Aim -
Pull out the lines of the material from the one containing "Segment the arched window." through the one containing "403 361 444 380", both included, and reproduce them word for word.

Given entries -
- - - -
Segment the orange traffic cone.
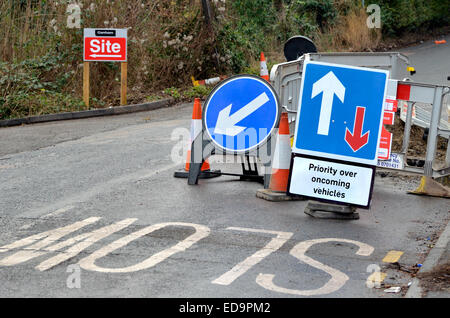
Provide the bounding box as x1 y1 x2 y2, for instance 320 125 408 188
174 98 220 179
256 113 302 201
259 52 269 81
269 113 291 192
- - - -
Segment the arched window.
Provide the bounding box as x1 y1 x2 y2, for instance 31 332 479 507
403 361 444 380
- - - -
Response to the task -
Segment the arched window.
Provide the bounding box as x1 y1 x2 y2, for instance 31 332 479 507
403 361 444 380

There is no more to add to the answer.